** Start RECORDED INFORMATION **
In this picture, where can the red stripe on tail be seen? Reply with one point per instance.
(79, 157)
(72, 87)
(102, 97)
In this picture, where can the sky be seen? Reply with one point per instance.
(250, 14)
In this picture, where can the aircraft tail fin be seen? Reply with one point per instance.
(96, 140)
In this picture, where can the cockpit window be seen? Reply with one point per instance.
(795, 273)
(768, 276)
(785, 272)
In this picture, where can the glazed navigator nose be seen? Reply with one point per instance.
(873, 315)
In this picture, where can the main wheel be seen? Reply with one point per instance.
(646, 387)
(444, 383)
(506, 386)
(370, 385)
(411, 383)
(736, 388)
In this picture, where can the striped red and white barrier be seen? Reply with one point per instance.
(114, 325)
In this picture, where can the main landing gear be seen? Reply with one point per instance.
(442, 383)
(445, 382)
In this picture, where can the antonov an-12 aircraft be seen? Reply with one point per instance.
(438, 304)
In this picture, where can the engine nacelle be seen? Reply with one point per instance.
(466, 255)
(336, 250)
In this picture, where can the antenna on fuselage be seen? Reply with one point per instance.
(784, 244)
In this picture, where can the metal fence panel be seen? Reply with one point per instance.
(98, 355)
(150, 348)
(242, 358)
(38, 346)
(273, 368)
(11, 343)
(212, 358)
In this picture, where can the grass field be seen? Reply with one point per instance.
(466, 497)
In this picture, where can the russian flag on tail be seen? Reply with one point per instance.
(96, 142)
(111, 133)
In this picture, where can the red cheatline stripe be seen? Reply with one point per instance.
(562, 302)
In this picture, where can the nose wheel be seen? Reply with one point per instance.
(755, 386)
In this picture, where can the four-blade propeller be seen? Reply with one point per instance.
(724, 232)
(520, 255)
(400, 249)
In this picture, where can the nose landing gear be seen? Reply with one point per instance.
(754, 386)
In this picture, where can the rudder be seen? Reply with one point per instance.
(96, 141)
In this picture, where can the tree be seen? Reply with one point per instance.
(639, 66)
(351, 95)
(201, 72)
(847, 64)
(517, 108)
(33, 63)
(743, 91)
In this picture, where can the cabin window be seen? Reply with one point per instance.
** End RECORDED INFORMATION **
* **WHAT YOU SHOULD DO**: Convert every item above into a numbered list, leaving out any blank lines.

* **EXERCISE RESULT**:
1. In this picture, where can the red stripe on tail be seen? Reply with one point per instance.
2. (79, 157)
3. (72, 87)
4. (102, 97)
5. In this picture, where can the sky be seen? Reply with one point per instance.
6. (250, 14)
7. In this picture, where can the aircraft tail fin be seen? Reply with one point per instance.
8. (96, 140)
9. In this picture, where can the cockpit window be seen? Reply with one point per instance.
10. (795, 273)
11. (768, 276)
12. (785, 272)
13. In this picture, where can the glazed navigator nose be seen? Reply with one point per instance.
14. (873, 315)
15. In this picture, where can the main wheel be seen? Reply with one point per instance.
16. (646, 387)
17. (444, 383)
18. (506, 386)
19. (370, 385)
20. (411, 383)
21. (736, 388)
22. In this picture, where can the striped red and white barrier be seen? Reply with one point per instance.
23. (114, 325)
24. In this picture, where can the main landing gear be seen? Reply with one point per instance.
25. (442, 383)
26. (445, 382)
27. In this picture, where can the antonov an-12 aircraft be seen? Reply with one point per instance.
28. (438, 304)
29. In this picture, where can the engine nacelle be seen? Reply with one point per instance.
30. (466, 255)
31. (336, 250)
32. In this picture, where can the antenna on fuselage be seen? Reply with one point per instance.
33. (784, 244)
34. In this picture, where can the metal fence panel be seen? Reply with one point per instance.
35. (98, 355)
36. (150, 348)
37. (242, 358)
38. (38, 346)
39. (273, 368)
40. (11, 343)
41. (212, 358)
42. In this picture, where can the grass field be seen? Reply with one point per instance.
43. (466, 497)
44. In this picture, where can the russian flag on tail be seen? Reply with one point per instance.
45. (96, 142)
46. (111, 133)
47. In this picture, where can the red cheatline stripe be seen? Reply with one point per instance.
48. (562, 302)
49. In this picture, where can the nose wheel be seen? Reply with one point per instance.
50. (755, 386)
51. In this picture, where can the four-blade propeller be seen? Reply with one point per instance.
52. (724, 232)
53. (520, 255)
54. (400, 249)
55. In this picture, where can the nose landing gear be seen? Reply with one point per instance.
56. (754, 386)
57. In this picture, where can the rudder be seen? Reply with one point per instance.
58. (96, 141)
59. In this picture, where can the tree be seen? Reply with one point per instance.
60. (639, 66)
61. (351, 95)
62. (201, 72)
63. (847, 64)
64. (517, 108)
65. (33, 63)
66. (743, 91)
67. In this picture, where can the cabin window be seen? Reply with one point per instance.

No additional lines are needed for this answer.